R297 I was joking and exaggerating, of course - she did have a great range - but she WAS known for that kind of role, so clearly she is our Queen!
by Anonymous | reply 300 | September 29, 2024 7:10 PM |
Judi only has half an Oscar!
by Anonymous | reply 301 | September 29, 2024 7:47 PM |
Maggie-Two Oscars, four Emmys, one Tony.
Glenda-Two Oscars, three Emmys, one Tony.
Vanessa-One Oscar, two Emmys, one Tony.
Helen-One Oscar, five Emmys, one Tony.
Judi-One Oscar and one Tony.
I’m not including Baftas, globes, etc in this just major industry awards. And Judi is dwarfed by the first the three and even Helen Mirren acclaim wise.
by Anonymous | reply 302 | September 29, 2024 8:03 PM |
I'd say because of Downton and Harry Potter alone, Maggie is far better known and recognized than Judi Dench and even Julie Andrews at this point in time.
Julie hasn't done anything in years that would cause a teenager to recognize her now if she confronted her at Walmart. Whereas Maggie.........
by Anonymous | reply 303 | September 29, 2024 8:10 PM |
Julie still has Mary Poppins and S of M.
by Anonymous | reply 304 | September 29, 2024 8:12 PM |
And I guess Julie had the "Princess Diaries" to appeal to post-millennials, but it was hard to compete with the "Harry Potter" franchise in its prime....
by Anonymous | reply 305 | September 29, 2024 8:25 PM |
Of course her finest role was Miss... Collins.

**Extracted information**
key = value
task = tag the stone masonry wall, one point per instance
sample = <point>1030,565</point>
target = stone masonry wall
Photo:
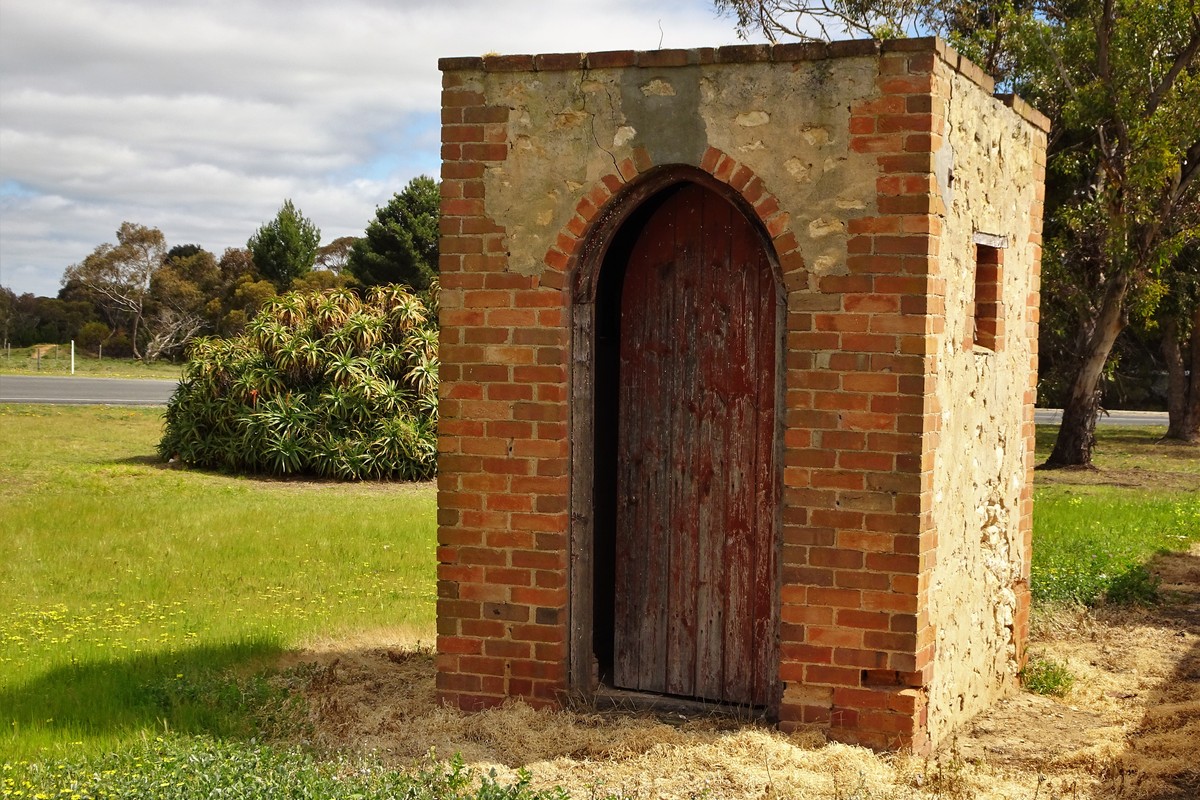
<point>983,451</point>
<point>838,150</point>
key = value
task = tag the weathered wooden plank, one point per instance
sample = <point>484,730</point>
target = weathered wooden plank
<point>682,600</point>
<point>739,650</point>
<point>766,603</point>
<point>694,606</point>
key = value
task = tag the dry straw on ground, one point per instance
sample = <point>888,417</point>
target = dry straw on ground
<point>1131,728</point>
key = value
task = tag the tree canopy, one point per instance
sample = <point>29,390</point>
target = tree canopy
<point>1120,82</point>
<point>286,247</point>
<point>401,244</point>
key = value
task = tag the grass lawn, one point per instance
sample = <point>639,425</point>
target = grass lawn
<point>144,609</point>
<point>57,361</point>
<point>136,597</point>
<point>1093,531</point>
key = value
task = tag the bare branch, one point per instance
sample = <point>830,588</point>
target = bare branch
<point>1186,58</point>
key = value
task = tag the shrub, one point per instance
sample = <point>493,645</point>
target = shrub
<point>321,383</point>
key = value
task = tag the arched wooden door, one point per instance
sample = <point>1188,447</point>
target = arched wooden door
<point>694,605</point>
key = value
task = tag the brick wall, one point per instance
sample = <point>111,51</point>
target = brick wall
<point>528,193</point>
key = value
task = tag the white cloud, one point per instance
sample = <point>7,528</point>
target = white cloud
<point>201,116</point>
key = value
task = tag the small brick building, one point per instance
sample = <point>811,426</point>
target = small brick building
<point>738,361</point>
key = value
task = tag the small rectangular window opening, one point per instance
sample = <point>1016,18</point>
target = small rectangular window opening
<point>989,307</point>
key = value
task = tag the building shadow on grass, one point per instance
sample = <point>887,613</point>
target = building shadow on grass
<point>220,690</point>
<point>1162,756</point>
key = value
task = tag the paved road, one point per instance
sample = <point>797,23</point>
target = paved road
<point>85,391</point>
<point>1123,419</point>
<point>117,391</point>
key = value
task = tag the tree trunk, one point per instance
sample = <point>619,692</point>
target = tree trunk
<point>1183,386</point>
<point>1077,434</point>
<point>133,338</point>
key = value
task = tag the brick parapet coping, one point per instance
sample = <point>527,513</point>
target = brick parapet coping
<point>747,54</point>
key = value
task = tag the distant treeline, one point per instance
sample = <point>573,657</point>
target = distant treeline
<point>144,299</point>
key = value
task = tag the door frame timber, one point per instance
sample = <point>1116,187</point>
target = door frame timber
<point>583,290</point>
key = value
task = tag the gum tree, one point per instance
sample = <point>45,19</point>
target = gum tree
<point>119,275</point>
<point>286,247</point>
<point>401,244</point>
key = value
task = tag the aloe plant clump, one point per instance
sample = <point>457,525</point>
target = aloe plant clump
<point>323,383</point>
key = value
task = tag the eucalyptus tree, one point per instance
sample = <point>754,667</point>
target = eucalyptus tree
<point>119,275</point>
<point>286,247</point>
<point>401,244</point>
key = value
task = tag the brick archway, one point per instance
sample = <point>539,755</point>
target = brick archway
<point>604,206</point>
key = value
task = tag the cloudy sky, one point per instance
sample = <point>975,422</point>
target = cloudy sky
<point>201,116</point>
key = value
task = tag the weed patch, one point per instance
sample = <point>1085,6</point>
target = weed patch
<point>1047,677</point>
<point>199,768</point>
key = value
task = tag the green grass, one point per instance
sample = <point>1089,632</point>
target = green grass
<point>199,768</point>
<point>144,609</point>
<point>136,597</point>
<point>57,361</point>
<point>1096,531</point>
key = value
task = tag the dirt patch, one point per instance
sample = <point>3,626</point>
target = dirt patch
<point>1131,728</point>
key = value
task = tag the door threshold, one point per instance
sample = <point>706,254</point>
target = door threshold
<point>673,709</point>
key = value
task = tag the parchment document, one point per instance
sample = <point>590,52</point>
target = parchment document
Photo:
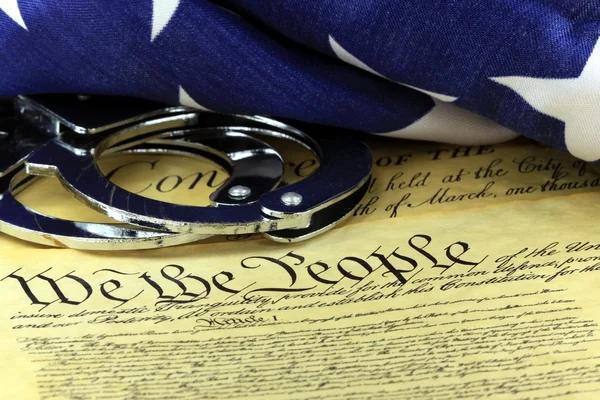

**Requests**
1. Give the listing again from its first line through the line containing "<point>694,606</point>", swapping "weathered wooden plank" for "worn timber board" and leaving everything else as it is. Omit the pictures.
2. Write the next part of the forum thread comparing British actresses, picking up after its final post.
The listing is unrelated to the forum thread.

**Task-by-task outputs**
1.
key = value
task = tag the stone masonry wall, one point per instance
sample = <point>1030,565</point>
target = stone masonry wall
Photo:
<point>983,451</point>
<point>838,150</point>
key = value
task = tag the worn timber board, one point per instance
sample = <point>484,730</point>
target = worn timber board
<point>682,600</point>
<point>739,650</point>
<point>766,603</point>
<point>694,606</point>

2.
by Anonymous | reply 306 | September 29, 2024 8:27 PM |
[quote]Maggie is just behind Judi in industry acclaim, and just behind Judi and Julie Andrews on fame and recognizability.
Maggie, Vanessa and Glenda were the premier British actresses of the 70's. In terms of acclaim and worldwide notoriety, they were pretty much the gold standard for UK actresses' careers. Julie and Audrey Hepburn were a decade prior.
Judi's fame didn't come until the 90's and that was largely do to Glenda Jackson retiring. Judi got Goldeneye because Glenda turned it down. Helen Mirren's success started to grow at the same time as well.
I know Judi was the same age, but I don't put her alongside her peers, who were more groundbreaking. Judi was a late in life success.
by Anonymous | reply 307 | September 29, 2024 8:30 PM |
She was ready to move on. So am I with this thread.
by Anonymous | reply 308 | September 29, 2024 8:35 PM |
R308 Go with God, Crispy.
by Anonymous | reply 309 | September 29, 2024 8:44 PM |
Thanks, hun.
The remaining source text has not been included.